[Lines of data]
* begin *

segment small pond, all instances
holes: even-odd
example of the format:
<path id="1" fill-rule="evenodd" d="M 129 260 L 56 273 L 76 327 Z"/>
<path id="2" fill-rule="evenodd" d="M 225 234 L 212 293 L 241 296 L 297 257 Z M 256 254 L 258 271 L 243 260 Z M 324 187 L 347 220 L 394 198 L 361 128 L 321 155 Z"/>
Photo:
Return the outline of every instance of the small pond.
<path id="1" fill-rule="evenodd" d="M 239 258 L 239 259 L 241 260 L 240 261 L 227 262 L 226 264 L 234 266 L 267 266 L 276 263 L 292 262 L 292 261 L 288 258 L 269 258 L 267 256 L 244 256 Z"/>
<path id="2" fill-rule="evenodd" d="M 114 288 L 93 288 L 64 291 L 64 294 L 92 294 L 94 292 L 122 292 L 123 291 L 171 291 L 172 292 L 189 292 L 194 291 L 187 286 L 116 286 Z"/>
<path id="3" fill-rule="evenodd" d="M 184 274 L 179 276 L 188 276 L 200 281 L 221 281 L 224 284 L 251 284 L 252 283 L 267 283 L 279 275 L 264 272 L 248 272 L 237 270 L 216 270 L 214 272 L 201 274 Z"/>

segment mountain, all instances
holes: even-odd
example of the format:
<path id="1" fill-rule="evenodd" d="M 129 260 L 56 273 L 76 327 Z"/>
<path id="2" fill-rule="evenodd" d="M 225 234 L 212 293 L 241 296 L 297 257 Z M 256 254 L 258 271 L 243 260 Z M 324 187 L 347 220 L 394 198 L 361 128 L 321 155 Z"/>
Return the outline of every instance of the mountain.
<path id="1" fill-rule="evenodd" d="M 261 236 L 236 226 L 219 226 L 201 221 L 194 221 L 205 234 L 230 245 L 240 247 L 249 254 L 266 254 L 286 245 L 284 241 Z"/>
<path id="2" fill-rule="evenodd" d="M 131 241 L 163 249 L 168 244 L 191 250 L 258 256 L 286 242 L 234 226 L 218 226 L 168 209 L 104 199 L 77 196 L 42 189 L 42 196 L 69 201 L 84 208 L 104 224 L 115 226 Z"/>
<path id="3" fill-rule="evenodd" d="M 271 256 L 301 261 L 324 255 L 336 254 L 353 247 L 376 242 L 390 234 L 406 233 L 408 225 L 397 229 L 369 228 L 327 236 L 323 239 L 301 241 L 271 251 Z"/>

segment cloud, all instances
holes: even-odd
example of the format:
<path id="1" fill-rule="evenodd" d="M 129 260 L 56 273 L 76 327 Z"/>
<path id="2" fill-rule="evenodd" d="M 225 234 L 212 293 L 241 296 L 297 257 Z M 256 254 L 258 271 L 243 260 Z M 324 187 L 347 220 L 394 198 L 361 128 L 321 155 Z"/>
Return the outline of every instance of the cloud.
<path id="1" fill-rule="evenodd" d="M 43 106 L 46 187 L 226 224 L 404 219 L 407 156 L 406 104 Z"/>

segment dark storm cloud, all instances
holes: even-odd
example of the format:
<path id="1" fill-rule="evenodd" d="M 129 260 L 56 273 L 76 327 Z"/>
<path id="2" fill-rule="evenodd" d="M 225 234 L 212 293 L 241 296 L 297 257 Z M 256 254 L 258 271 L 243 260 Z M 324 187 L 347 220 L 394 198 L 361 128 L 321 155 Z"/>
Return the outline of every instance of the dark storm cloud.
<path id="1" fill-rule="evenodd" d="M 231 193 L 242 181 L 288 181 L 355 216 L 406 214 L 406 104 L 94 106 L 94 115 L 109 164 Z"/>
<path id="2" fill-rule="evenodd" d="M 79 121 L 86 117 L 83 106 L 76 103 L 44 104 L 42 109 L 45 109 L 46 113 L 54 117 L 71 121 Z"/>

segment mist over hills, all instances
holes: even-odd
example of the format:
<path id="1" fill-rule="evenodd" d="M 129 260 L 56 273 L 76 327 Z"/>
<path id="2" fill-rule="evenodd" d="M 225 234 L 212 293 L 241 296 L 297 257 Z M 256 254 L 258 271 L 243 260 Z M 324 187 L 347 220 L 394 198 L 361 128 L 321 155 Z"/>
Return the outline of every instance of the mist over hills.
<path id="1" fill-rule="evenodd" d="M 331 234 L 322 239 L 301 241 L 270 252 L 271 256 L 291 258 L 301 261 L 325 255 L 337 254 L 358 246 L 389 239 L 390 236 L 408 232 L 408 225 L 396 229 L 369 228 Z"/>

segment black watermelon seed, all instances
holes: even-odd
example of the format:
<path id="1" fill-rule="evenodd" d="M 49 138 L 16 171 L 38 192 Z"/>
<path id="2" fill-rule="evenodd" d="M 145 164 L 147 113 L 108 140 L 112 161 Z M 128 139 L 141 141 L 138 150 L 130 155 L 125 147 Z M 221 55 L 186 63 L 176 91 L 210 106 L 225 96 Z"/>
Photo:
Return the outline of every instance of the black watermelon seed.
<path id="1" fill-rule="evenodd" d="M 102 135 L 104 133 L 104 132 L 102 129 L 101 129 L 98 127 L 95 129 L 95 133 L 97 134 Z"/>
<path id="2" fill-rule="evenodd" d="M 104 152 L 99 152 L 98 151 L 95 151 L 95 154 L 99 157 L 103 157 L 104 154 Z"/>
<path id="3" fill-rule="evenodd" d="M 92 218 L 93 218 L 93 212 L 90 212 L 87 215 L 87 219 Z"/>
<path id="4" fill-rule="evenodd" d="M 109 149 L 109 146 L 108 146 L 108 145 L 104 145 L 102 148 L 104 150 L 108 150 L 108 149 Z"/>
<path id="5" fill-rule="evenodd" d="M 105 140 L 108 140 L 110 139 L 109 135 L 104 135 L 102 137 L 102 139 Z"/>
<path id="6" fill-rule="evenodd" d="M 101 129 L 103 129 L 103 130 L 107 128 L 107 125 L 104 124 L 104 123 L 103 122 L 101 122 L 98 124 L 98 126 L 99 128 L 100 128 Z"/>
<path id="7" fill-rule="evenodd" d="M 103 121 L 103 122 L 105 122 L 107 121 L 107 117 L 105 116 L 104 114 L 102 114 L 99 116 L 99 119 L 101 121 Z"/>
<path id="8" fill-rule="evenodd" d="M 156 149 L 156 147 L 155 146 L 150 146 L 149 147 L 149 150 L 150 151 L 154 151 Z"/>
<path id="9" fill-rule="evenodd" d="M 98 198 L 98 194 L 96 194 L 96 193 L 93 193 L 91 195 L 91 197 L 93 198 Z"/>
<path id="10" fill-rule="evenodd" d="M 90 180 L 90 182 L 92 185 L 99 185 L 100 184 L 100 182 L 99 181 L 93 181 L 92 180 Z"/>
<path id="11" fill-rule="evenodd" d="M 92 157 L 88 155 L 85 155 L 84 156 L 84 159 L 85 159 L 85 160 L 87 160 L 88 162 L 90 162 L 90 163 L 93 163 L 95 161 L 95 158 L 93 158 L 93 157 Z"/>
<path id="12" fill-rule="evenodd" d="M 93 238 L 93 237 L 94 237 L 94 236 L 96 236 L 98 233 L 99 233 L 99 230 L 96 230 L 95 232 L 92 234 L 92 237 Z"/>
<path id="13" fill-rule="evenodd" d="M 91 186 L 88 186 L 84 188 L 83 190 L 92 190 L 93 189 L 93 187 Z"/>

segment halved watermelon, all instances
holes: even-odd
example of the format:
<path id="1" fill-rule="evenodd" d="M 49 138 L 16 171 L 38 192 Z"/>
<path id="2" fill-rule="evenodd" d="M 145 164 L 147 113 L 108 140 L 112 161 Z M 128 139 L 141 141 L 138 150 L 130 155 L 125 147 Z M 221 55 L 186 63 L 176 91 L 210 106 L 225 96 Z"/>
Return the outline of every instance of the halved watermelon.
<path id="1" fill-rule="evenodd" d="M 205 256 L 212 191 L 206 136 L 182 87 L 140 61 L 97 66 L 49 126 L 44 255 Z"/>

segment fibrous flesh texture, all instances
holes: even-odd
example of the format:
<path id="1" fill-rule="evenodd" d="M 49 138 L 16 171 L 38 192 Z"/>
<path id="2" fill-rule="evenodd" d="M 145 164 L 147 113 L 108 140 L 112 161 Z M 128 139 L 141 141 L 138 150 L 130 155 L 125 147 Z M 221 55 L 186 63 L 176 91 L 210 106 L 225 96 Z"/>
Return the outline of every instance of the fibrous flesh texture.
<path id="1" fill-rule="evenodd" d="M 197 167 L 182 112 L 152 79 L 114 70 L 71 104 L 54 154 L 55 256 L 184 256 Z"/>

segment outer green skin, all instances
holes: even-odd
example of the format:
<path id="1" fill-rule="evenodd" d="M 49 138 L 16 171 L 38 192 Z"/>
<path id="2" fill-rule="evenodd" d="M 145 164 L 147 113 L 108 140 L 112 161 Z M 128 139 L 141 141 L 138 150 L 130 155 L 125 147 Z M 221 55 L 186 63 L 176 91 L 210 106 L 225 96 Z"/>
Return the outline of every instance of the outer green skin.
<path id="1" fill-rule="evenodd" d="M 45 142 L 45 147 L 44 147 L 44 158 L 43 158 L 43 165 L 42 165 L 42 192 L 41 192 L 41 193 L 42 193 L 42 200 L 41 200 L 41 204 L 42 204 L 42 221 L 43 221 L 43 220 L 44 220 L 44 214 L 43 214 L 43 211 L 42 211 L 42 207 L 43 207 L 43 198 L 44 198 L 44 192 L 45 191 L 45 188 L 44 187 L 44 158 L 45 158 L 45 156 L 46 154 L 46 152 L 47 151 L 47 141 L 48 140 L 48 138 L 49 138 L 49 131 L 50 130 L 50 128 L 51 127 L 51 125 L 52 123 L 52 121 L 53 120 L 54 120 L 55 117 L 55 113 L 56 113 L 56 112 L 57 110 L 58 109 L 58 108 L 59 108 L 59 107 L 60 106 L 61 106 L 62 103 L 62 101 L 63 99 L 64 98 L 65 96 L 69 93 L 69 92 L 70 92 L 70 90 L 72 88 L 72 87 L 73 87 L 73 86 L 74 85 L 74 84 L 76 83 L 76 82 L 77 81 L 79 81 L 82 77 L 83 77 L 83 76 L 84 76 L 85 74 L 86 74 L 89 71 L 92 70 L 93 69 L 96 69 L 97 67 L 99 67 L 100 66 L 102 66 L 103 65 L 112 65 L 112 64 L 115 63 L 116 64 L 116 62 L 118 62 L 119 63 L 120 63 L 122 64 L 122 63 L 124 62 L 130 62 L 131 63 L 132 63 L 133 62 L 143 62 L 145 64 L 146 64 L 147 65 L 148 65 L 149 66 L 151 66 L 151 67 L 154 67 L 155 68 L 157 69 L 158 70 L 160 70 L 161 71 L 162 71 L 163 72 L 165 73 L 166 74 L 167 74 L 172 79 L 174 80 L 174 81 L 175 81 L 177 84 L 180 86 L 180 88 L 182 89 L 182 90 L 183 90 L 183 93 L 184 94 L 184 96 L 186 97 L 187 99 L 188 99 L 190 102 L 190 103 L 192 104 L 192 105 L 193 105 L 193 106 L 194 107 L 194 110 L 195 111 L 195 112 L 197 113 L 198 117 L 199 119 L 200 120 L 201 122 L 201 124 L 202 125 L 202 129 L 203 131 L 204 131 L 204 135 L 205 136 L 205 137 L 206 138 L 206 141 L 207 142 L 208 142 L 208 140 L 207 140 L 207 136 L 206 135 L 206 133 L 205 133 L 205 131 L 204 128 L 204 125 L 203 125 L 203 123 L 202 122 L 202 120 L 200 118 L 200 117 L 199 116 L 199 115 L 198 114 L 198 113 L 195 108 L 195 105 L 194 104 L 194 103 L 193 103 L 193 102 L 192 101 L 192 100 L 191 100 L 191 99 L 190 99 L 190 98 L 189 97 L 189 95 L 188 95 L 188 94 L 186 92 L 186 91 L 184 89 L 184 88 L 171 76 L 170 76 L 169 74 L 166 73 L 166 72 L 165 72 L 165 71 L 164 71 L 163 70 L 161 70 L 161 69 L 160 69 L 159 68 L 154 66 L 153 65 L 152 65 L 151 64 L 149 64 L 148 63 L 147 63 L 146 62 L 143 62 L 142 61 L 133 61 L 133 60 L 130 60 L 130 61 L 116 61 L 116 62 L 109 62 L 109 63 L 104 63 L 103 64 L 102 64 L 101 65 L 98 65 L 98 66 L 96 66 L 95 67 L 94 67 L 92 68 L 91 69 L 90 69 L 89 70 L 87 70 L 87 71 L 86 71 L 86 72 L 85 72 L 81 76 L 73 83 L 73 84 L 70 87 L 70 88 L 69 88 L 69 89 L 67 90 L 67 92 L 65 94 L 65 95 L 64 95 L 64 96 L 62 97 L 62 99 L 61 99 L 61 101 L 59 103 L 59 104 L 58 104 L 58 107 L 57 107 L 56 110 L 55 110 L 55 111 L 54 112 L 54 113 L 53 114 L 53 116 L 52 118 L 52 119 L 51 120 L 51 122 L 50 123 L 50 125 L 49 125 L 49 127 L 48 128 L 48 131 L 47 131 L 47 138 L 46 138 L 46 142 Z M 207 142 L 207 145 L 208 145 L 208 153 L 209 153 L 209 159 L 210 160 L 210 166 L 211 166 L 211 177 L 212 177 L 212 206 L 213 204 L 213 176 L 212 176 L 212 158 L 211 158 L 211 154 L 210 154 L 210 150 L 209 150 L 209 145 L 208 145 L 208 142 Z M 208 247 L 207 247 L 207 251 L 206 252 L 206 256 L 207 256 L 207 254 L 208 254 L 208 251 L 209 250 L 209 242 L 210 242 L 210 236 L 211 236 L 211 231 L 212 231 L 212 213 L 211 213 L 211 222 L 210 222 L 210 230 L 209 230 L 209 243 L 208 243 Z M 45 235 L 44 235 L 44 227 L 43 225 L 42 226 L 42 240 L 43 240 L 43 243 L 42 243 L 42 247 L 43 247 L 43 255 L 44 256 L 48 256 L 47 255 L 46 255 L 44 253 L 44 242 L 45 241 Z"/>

* end *

Exercise directions → Could you rewrite the data starting at the line containing "segment mist over hills, all instances" and ending at the line containing "331 234 L 322", rescaling every coordinate in the answer outlines by 0.9 and rounding each to a whole number with halves rounded up, while copying all other lines, including the format samples, unchanged?

Exercise result →
segment mist over hills, all instances
holes: even-odd
example of the format:
<path id="1" fill-rule="evenodd" d="M 129 260 L 56 273 L 76 327 Z"/>
<path id="2" fill-rule="evenodd" d="M 225 234 L 212 293 L 241 296 L 297 257 Z M 256 254 L 258 271 L 243 260 Z M 324 187 L 347 220 L 394 198 L 361 128 L 321 155 Z"/>
Return the outline of every instance of the mist over hills.
<path id="1" fill-rule="evenodd" d="M 298 211 L 290 215 L 271 217 L 243 227 L 244 230 L 262 232 L 271 235 L 293 230 L 303 229 L 322 221 L 350 215 L 351 212 L 367 209 L 367 203 L 356 206 L 332 205 Z"/>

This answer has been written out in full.